Pictures left aside, return the lines below exactly, from the one with "Target: gray stone" to the end, including both ends.

Items from a data source

########

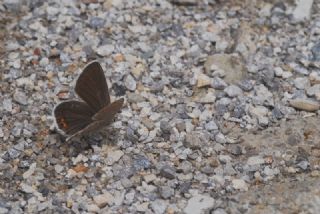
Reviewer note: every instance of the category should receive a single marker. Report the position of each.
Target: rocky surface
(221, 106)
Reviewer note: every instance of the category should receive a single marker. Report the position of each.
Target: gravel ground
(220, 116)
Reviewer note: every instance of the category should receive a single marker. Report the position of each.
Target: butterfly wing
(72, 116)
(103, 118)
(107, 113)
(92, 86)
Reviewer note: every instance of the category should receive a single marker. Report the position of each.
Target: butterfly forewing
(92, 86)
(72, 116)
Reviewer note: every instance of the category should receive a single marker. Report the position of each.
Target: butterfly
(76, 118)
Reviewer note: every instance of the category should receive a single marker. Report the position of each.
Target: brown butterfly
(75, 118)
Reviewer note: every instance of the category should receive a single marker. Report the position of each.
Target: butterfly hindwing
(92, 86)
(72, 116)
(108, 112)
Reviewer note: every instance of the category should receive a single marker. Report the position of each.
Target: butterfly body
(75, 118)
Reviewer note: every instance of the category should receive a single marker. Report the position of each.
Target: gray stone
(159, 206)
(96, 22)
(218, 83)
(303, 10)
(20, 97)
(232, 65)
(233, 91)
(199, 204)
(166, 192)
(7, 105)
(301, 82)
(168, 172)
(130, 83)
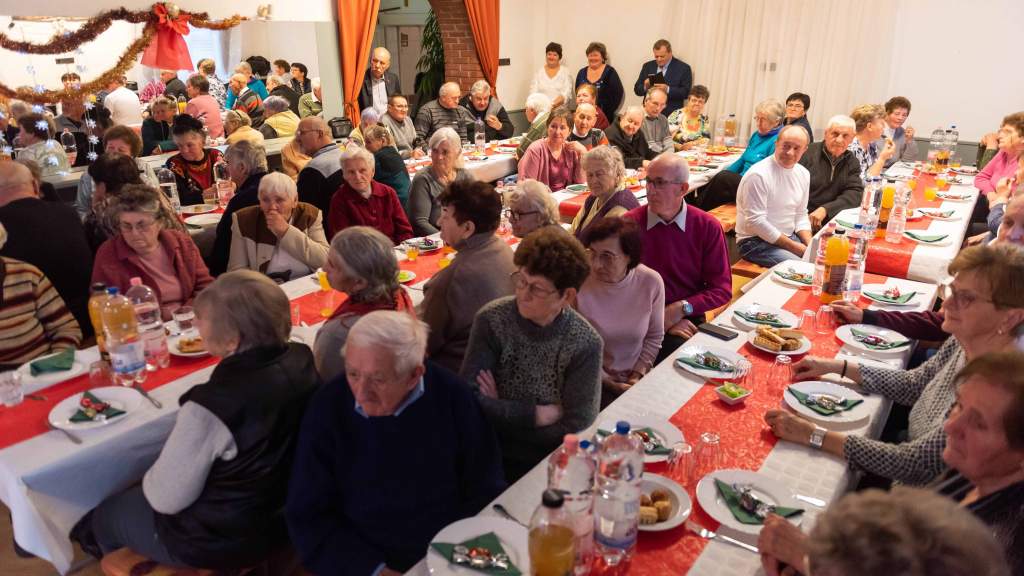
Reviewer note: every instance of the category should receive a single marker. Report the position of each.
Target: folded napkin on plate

########

## Worked solution
Target: gray stone
(159, 206)
(96, 22)
(218, 83)
(303, 10)
(20, 97)
(232, 65)
(233, 91)
(199, 204)
(166, 192)
(7, 105)
(301, 82)
(168, 172)
(130, 83)
Reviewer note: every instance of the category should receive a single marker. Report the position of each.
Target: folded napkin on plate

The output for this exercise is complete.